◆ **WHAT THIS TASK INVOLVES**
Find every line in the items below that contains the word "wooden" and copy each of those lines out.

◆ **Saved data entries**
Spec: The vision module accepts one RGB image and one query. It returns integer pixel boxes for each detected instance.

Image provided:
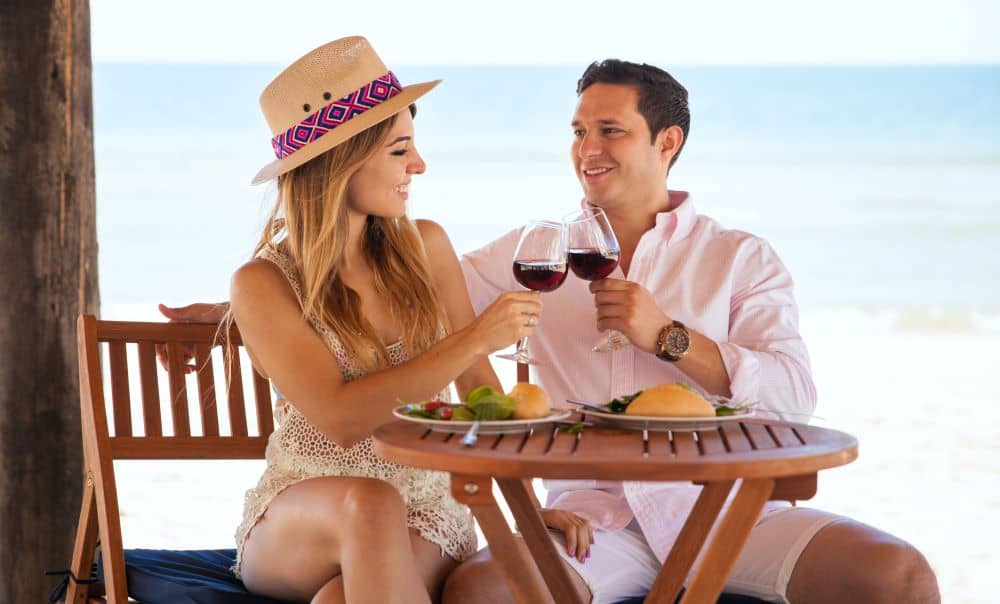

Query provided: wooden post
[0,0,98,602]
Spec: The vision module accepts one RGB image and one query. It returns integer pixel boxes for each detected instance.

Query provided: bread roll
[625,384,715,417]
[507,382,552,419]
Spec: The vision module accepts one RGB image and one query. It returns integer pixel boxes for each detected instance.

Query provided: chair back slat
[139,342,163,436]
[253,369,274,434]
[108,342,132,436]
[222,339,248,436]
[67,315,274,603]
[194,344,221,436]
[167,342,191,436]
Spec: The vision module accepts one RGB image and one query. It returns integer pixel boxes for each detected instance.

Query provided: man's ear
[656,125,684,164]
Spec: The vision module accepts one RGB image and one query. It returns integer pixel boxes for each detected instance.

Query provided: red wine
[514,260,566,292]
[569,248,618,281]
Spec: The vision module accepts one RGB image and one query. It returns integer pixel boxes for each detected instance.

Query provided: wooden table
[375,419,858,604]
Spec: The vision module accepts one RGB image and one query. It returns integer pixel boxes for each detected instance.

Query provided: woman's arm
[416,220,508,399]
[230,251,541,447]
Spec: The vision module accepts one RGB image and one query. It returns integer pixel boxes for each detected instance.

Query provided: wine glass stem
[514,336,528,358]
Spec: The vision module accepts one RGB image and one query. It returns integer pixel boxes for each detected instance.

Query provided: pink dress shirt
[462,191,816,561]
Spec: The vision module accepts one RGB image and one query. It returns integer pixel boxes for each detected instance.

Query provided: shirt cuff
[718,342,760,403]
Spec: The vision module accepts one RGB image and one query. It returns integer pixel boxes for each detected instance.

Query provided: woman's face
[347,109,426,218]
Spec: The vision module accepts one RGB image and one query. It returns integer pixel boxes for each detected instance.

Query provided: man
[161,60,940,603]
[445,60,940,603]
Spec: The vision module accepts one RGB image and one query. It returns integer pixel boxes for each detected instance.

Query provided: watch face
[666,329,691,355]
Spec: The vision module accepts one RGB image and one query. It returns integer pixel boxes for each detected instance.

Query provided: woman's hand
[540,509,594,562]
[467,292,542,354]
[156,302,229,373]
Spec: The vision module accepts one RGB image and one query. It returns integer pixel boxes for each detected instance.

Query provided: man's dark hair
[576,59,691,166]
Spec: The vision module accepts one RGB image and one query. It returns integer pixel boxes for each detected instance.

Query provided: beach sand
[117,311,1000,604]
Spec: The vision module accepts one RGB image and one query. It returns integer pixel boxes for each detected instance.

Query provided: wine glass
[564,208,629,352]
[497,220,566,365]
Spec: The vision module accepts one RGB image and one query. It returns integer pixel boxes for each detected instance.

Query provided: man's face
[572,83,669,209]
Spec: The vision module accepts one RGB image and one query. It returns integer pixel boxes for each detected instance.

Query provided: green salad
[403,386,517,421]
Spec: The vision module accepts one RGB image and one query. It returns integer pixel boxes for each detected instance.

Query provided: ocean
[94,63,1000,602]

◆ **ANSWER TO THIS TASK**
Query provided: wooden post
Query provided: wooden table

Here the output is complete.